▶ [AIM OF THE EXERCISE]: Render the following material again verbatim, leaving nothing out.

▶ [ENTRIES PROVIDED]:
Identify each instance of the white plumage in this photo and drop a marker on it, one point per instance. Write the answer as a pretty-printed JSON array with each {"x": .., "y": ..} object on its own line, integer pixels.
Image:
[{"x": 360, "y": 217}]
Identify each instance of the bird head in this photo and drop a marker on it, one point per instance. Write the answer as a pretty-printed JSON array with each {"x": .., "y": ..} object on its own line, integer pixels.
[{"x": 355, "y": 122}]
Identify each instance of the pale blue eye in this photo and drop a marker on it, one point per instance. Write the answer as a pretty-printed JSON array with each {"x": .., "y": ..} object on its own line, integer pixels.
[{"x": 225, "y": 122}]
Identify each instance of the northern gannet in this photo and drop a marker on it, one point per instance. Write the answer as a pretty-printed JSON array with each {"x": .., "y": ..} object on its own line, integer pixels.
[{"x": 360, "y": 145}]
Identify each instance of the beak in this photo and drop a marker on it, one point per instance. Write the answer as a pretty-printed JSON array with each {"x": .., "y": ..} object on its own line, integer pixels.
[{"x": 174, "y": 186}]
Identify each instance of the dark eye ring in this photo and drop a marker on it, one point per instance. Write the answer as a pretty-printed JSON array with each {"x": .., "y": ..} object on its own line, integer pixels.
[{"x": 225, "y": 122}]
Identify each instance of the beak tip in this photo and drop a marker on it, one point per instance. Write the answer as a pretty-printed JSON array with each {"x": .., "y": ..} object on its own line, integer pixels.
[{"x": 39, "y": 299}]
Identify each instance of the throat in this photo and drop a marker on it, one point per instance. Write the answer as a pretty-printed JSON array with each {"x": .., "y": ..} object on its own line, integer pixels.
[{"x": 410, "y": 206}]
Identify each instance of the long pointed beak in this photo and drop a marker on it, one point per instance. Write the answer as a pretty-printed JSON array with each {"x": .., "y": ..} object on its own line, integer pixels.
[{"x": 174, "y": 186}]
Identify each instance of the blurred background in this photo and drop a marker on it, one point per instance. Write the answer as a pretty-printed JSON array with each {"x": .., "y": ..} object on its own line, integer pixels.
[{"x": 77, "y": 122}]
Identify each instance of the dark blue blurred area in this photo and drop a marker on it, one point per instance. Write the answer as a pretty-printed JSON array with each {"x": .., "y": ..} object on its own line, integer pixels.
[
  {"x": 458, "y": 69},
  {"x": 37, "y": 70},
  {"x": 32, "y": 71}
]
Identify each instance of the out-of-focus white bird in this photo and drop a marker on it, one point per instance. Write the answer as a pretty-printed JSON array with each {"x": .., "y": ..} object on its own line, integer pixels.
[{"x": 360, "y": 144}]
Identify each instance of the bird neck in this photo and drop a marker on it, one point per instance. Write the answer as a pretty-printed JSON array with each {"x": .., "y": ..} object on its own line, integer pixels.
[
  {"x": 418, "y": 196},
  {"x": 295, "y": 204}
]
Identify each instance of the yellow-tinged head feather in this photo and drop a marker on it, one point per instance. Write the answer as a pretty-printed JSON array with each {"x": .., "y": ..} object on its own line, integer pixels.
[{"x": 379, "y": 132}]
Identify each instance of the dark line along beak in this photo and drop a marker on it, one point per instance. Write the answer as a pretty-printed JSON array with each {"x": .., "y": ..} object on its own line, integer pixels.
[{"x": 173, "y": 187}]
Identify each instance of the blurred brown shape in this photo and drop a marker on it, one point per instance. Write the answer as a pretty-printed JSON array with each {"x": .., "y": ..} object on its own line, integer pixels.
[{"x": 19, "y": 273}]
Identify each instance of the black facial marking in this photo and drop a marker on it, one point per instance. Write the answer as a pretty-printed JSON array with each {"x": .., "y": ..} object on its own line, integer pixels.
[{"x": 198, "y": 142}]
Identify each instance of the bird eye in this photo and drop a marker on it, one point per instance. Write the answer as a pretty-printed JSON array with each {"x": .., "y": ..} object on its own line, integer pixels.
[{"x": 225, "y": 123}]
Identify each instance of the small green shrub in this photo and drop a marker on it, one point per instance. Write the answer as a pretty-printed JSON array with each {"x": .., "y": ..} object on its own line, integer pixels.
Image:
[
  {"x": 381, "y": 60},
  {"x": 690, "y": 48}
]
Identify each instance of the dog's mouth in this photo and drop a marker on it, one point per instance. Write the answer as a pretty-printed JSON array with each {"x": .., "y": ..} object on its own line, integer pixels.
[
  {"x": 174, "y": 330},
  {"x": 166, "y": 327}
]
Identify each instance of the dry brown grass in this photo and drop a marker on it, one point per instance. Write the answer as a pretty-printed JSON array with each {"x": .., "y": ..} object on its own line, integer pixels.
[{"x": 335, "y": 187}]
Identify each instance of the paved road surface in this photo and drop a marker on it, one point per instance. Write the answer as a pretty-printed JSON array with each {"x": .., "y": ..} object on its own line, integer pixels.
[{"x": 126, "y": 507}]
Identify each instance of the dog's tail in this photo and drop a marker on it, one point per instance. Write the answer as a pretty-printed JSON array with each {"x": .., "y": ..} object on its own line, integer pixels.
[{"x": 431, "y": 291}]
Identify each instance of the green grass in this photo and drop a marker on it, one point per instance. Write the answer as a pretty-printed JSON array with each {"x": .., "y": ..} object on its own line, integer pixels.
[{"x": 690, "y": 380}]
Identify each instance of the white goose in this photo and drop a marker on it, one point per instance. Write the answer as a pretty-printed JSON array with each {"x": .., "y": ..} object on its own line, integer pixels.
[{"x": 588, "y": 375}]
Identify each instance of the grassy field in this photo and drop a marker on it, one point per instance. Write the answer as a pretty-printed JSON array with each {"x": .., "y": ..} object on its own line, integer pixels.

▶ [ANSWER TO THIS PROBLEM]:
Identify each instance of the white plumage in this photo and drop a marker on it, one point per instance. Write the answer as a pretty-printed JSON array with each {"x": .., "y": ..} object on its own line, integer pixels.
Image:
[{"x": 360, "y": 217}]
Identify each instance of the bird head in this photo and drop a marker on it, one point per instance. Write the answer as a pretty-printed JSON array with each {"x": .., "y": ..} object on its own line, integer pixels.
[{"x": 355, "y": 122}]
Identify each instance of the pale blue eye in this photo and drop a marker on it, one point per instance. Write the answer as a pretty-printed JSON array with each {"x": .., "y": ..} object on its own line, integer pixels.
[{"x": 225, "y": 122}]
Identify each instance of the northern gannet in this photo and drop a marker on it, one point per instance. Write the answer as a pretty-printed JSON array with each {"x": .., "y": ..} object on its own line, integer pixels.
[{"x": 360, "y": 145}]
Identify each instance of the beak in this photo and drop a marker on it, one point per instance. Write the answer as a pretty-printed JSON array with each {"x": .., "y": ..} object on its own line, integer pixels.
[{"x": 174, "y": 186}]
Identify each instance of the dark eye ring in this photo and drop a marker on it, one point per instance. Write the answer as a pretty-printed JSON array with each {"x": .., "y": ..} object on its own line, integer pixels.
[{"x": 225, "y": 122}]
Identify each instance of the beak tip in this photo and drop a marker on it, one point per instance. Write the answer as a pretty-printed JSON array with each {"x": .., "y": ..} object on its own line, integer pixels.
[{"x": 39, "y": 299}]
Identify each instance of the throat in this photo and drop a marker on it, one point per instance. Write the answer as a pretty-printed JSON array with each {"x": .., "y": ..} object on its own line, integer pixels.
[{"x": 410, "y": 206}]
Identify each instance of the long pointed beak in this photo and drop a marker on it, one point per instance. Write the answer as a pretty-printed JSON array with each {"x": .., "y": ..} object on its own line, integer pixels.
[{"x": 174, "y": 186}]
Identify each instance of the blurred background in this photo and drop a marker on it, one point per instance. Write the answer as a pretty-printed JSON array with each {"x": .., "y": ..} object on its own line, integer pixels.
[{"x": 77, "y": 122}]
Identify each instance of the dark blue blurred area in this photo and drop a marker on it, one point per instance. Write the answer as a pretty-printed JSON array with each {"x": .., "y": ..} object on its own line, integer pixels.
[
  {"x": 458, "y": 69},
  {"x": 37, "y": 70},
  {"x": 32, "y": 71}
]
Identify each instance of the out-of-focus white bird in this photo and drop a marker on it, one point per instance. Write the answer as a pretty-printed JSON array with each {"x": .., "y": ..} object on its own line, integer pixels.
[{"x": 360, "y": 144}]
Identify each instance of the bird neck in this photo and drop a marker on it, one point per instance. Write the answer as a pretty-printed JSON array with each {"x": .., "y": ..} object on its own line, integer pixels.
[
  {"x": 418, "y": 196},
  {"x": 295, "y": 204}
]
Identify each instance of the yellow-tinged head feather in this photo and drop a marker on it, one point per instance. Write the answer as a pretty-printed JSON array with each {"x": .., "y": ..} object on its own line, integer pixels.
[{"x": 379, "y": 132}]
Identify each instance of the dark line along beak in this photo and drop a marker on it, one point per instance. Write the answer as a pretty-printed JSON array with each {"x": .., "y": ..} object on its own line, integer pixels.
[{"x": 173, "y": 187}]
Identify each instance of the blurred brown shape in this photo and drop a marker on it, one point per instance. Write the answer as a pretty-printed JSON array with each {"x": .., "y": ..} object on its own line, integer pixels.
[{"x": 19, "y": 273}]
Identify each instance of the black facial marking in this photo and drop a marker on it, one point per instance. Write the answer as a pretty-printed JSON array with each {"x": .., "y": ..} object on its own line, integer pixels.
[{"x": 198, "y": 142}]
Identify each instance of the bird eye in this photo and drop a marker on it, one point per instance. Write the answer as a pretty-printed JSON array with each {"x": .., "y": ..} object on its own line, integer pixels.
[{"x": 225, "y": 123}]
Identify each instance of the small green shrub in this photo and drop a marker on it, one point per instance. Write the answer as a pretty-printed JSON array with each {"x": .., "y": ..} object on its own line, integer pixels.
Image:
[
  {"x": 381, "y": 60},
  {"x": 690, "y": 48}
]
Identify each instance of the dog's mouth in this photo and drop a marker on it, one point per instance. Write the answer as a pretty-printed JSON array with each {"x": .., "y": ..} object on its own line, integer pixels.
[
  {"x": 174, "y": 330},
  {"x": 166, "y": 327}
]
Identify each instance of the dry brown grass in this photo and drop a marker on it, one point per instance. Write the answer as a pretty-printed JSON array with each {"x": .., "y": ..} object on its own line, integer pixels.
[{"x": 335, "y": 187}]
Identify each instance of the paved road surface in this photo and drop a marker on it, one point per instance. Write the answer as a pretty-printed JSON array with each {"x": .., "y": ..} object on its own line, integer pixels.
[{"x": 126, "y": 507}]
Identify each instance of the dog's tail in this photo and drop a marker on it, one point per instance. Write the answer as a pretty-printed JSON array with each {"x": .., "y": ..} object on its own line, integer pixels.
[{"x": 431, "y": 291}]
Identify each instance of the green grass in this photo and drop a marker on it, one point per instance. Write the answer as a pretty-printed JSON array with each {"x": .., "y": ..} object on its own line, integer pixels.
[{"x": 690, "y": 380}]
Identify each instance of the white goose in this photo and drop a marker on it, one point per instance. Write the answer as a pretty-printed JSON array with each {"x": .., "y": ..} object on its own line, integer pixels.
[{"x": 588, "y": 375}]
Identify each instance of the grassy field in this photo and drop a marker on it, one point per instance. Write the answer as a pretty-printed JSON array with each {"x": .., "y": ..} object on its own line, integer pixels.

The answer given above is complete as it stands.